═══ MATERIAL FOR THE TASK

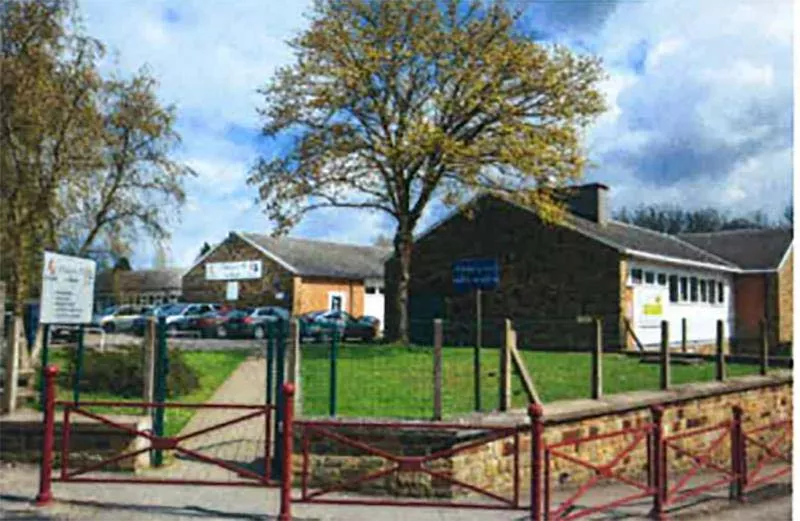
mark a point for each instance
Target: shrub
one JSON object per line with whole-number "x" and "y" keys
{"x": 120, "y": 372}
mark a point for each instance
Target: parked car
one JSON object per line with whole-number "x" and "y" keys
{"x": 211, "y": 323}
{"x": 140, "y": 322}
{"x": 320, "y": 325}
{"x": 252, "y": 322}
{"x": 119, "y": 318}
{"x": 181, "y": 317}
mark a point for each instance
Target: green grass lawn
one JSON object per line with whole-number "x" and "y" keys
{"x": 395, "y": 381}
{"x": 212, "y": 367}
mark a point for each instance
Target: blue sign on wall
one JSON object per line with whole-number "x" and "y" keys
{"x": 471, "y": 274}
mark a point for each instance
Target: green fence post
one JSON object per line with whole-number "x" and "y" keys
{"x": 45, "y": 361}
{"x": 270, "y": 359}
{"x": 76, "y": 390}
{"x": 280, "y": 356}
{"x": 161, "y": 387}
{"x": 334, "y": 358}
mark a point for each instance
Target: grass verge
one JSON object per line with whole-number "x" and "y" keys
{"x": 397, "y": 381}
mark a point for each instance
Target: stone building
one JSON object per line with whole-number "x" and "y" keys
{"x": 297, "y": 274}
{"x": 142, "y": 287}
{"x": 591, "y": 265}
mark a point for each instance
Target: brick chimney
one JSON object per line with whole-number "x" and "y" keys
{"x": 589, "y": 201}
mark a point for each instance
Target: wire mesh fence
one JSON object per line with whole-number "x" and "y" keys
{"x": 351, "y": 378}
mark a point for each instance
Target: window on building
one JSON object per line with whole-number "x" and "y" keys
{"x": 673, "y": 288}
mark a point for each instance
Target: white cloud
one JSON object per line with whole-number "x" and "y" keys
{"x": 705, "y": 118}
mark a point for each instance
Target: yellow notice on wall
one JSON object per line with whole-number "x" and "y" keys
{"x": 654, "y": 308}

══════
═══ MATERIAL FOR THE TASK

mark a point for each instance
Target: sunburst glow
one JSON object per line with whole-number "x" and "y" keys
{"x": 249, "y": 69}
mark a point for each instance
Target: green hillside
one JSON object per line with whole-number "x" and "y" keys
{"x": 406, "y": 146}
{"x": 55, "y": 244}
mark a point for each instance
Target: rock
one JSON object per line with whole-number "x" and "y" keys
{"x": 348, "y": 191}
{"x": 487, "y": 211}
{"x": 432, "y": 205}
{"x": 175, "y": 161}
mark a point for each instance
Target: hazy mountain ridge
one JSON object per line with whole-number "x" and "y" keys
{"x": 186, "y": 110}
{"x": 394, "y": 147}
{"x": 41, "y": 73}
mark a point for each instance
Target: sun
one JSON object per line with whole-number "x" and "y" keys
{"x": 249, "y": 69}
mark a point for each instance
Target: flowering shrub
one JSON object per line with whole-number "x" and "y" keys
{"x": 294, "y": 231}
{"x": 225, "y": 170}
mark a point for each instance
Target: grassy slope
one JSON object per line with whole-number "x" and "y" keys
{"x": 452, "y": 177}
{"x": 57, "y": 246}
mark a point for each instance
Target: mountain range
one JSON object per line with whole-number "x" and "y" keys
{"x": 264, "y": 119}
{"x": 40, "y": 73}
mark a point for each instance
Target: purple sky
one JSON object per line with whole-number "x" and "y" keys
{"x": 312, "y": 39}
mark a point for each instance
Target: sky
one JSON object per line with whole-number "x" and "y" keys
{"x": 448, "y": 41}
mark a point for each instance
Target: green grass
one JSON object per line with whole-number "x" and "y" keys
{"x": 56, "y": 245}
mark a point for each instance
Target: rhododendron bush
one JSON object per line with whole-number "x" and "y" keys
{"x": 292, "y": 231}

══════

**TASK GOAL**
How many lines of the records above contain the string "wall", with case counting? Reply with the number alone.

**SOLUTION TO THIS PROBLEM**
2